Supplied records:
╭──

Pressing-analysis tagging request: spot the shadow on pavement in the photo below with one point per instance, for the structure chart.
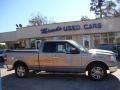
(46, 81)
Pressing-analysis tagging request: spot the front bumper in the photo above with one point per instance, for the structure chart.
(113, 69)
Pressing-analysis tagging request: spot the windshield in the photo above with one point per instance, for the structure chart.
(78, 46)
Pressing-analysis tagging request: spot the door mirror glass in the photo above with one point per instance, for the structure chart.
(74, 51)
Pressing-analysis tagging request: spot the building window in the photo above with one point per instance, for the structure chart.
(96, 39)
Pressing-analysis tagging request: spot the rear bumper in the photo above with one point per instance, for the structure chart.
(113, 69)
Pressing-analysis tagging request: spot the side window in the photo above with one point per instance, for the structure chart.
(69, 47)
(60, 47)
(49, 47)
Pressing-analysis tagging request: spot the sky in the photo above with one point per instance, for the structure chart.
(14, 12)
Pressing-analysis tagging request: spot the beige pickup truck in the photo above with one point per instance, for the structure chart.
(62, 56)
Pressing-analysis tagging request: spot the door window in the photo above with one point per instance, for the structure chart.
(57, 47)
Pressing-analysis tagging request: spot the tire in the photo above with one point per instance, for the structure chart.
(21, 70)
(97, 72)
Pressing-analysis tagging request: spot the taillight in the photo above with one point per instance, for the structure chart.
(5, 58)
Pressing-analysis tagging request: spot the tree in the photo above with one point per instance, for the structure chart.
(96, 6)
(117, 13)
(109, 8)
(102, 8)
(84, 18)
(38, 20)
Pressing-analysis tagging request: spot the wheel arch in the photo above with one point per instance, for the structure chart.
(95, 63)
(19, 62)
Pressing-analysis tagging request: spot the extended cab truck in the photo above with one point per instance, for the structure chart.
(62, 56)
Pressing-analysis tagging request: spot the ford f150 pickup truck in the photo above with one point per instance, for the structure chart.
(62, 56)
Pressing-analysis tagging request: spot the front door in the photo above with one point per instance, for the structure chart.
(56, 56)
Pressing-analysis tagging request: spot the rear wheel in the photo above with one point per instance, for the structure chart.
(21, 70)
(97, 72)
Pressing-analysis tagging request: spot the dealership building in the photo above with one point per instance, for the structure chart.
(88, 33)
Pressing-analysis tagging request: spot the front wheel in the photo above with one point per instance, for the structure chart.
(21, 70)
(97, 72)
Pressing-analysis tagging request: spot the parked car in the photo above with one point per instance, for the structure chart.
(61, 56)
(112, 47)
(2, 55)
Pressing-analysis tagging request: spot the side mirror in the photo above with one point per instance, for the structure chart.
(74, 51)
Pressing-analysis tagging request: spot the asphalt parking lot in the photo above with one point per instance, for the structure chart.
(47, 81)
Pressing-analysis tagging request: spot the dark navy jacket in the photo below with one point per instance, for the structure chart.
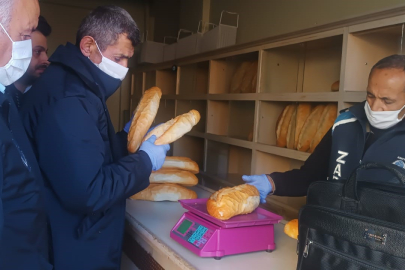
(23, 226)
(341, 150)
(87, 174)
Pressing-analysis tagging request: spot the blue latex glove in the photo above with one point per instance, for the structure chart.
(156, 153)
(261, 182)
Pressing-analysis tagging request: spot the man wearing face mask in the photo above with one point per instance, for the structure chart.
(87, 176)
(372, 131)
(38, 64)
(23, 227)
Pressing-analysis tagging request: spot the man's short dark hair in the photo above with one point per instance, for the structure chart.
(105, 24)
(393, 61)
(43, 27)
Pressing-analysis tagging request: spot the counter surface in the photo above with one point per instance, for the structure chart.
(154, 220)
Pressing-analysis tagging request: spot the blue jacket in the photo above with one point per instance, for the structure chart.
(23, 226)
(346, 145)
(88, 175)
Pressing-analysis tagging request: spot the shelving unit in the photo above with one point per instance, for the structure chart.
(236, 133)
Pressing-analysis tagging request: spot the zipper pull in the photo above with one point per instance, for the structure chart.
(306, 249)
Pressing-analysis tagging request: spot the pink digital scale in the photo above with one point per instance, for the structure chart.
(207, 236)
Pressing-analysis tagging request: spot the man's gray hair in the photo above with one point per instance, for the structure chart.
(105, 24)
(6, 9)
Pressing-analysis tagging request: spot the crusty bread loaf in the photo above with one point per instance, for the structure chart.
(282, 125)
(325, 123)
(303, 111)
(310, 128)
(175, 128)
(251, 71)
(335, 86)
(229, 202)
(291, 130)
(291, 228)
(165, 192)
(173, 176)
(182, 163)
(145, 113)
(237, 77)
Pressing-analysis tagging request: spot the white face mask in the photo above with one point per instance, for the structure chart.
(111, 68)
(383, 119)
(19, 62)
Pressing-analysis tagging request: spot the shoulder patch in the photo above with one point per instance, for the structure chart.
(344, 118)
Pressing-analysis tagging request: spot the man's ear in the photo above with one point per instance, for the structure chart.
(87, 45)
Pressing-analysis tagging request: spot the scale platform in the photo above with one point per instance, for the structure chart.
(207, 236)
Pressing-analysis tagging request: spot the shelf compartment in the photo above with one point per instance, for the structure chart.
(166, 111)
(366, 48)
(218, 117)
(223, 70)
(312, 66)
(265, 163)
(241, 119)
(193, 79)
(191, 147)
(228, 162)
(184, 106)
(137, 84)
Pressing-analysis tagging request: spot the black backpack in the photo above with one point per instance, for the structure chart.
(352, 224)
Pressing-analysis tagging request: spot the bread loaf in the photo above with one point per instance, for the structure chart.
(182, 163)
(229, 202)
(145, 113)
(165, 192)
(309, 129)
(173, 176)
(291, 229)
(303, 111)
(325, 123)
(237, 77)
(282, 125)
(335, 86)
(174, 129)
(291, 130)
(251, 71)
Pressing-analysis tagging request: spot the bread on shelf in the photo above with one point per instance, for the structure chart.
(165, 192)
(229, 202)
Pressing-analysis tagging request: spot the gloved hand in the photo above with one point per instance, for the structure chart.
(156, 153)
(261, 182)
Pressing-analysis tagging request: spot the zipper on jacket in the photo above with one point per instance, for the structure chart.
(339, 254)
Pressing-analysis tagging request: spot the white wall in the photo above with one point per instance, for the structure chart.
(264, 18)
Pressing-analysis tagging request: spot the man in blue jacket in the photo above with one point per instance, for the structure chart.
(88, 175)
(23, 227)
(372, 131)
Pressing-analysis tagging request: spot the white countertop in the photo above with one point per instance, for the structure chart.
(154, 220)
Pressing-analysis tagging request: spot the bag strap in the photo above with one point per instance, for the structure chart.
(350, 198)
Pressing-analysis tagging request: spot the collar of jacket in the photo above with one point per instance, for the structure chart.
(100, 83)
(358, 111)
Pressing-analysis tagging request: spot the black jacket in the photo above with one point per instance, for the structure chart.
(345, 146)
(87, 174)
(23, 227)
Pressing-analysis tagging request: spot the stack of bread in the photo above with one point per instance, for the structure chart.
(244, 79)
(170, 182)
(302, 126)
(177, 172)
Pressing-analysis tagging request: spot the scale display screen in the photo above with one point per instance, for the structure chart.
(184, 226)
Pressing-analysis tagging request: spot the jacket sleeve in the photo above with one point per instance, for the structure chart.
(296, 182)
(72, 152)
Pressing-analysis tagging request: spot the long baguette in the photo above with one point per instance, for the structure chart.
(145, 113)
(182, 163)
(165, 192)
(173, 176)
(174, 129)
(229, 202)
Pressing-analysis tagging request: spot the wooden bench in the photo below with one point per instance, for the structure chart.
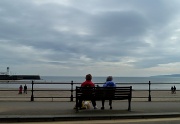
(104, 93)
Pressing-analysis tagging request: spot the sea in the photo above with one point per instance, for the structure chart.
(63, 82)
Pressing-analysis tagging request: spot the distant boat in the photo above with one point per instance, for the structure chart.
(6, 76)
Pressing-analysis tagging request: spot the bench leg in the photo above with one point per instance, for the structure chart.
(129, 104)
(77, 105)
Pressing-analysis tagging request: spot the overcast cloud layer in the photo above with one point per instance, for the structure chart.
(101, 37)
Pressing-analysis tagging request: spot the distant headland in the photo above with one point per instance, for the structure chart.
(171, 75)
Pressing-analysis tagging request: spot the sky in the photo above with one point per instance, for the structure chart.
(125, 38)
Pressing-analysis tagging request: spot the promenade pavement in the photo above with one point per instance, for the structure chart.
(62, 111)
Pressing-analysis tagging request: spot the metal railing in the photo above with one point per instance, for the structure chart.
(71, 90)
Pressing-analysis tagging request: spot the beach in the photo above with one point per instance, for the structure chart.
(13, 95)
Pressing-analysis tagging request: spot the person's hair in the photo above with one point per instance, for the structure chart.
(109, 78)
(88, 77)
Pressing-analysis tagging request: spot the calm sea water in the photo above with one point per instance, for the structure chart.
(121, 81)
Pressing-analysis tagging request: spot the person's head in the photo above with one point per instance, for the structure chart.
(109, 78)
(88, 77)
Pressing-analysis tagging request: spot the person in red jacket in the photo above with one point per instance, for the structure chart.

╰──
╭──

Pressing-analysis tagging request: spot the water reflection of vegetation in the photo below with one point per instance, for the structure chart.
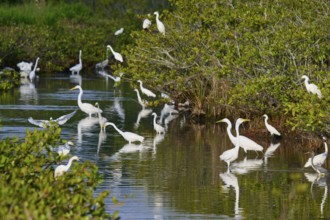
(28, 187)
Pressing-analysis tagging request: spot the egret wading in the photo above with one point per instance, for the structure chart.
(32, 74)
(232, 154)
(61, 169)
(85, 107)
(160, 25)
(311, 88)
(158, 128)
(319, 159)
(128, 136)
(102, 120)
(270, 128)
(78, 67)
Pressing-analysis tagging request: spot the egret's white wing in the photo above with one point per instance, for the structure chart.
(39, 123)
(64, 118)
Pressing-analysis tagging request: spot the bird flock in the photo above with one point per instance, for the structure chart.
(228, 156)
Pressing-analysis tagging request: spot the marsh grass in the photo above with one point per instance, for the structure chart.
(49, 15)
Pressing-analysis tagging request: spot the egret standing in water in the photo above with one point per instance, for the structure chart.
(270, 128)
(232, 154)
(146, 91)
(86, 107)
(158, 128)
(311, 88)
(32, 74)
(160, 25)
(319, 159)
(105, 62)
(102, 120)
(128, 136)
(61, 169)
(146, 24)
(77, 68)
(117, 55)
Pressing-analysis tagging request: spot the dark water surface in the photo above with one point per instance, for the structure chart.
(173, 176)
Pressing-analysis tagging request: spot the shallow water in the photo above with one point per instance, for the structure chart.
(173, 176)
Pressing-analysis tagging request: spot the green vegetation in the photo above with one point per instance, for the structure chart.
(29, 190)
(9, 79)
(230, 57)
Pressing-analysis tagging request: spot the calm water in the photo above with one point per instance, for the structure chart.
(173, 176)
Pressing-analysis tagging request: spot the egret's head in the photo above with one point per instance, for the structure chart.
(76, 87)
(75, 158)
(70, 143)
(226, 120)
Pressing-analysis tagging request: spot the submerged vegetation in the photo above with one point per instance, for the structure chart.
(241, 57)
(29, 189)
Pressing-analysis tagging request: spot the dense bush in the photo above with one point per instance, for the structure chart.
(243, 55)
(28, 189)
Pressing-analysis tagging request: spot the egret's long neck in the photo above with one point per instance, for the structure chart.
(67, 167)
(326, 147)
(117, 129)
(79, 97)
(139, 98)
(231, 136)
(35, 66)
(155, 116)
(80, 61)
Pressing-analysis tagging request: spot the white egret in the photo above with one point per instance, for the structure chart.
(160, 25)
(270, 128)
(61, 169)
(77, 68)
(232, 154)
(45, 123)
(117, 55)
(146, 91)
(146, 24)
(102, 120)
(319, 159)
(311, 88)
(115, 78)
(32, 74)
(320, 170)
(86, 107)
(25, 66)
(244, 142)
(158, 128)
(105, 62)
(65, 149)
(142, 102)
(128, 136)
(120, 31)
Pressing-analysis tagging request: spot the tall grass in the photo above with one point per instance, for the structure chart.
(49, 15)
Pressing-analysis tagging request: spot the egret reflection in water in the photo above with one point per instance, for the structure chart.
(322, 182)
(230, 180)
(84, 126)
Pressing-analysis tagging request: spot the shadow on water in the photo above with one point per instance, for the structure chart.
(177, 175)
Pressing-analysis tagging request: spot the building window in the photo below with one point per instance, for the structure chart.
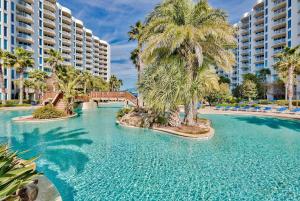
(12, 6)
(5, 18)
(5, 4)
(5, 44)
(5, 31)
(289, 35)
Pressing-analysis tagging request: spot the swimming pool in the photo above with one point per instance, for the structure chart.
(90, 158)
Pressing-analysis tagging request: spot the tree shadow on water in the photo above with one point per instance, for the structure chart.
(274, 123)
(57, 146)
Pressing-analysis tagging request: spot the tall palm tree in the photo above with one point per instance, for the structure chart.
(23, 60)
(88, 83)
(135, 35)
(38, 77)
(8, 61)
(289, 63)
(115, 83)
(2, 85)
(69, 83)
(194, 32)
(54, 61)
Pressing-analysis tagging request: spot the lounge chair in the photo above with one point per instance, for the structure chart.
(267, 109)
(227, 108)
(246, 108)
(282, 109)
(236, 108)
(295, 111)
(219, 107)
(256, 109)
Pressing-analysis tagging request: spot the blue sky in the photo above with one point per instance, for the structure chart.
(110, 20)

╰──

What is required:
Return only the stretch of the material above from the line holding "Pressing-analysis tagging request: spot the beach" through the line holding "Pressing-analysis tagging request: spot the person in", copied exactly.

Problem solution:
Pressing-analysis tagging request: spot the beach in the photo above with one point per instance, for the structure chart.
(13, 95)
Pressing-analysis tagging request: spot the person's hair in the photo above with one point per instance, for the structure chart.
(109, 78)
(88, 77)
Pressing-analysis tagging request: spot the calm sea water in the photo above with one point per instance, for the structure chart.
(121, 81)
Pressing-analysis tagging request: spot the person's head in the photo above with one point per instance, for the structure chart.
(109, 78)
(88, 77)
Pressing-analysis tagging request: spot the person in red jacket in the photo above with one point per instance, for the structure chart.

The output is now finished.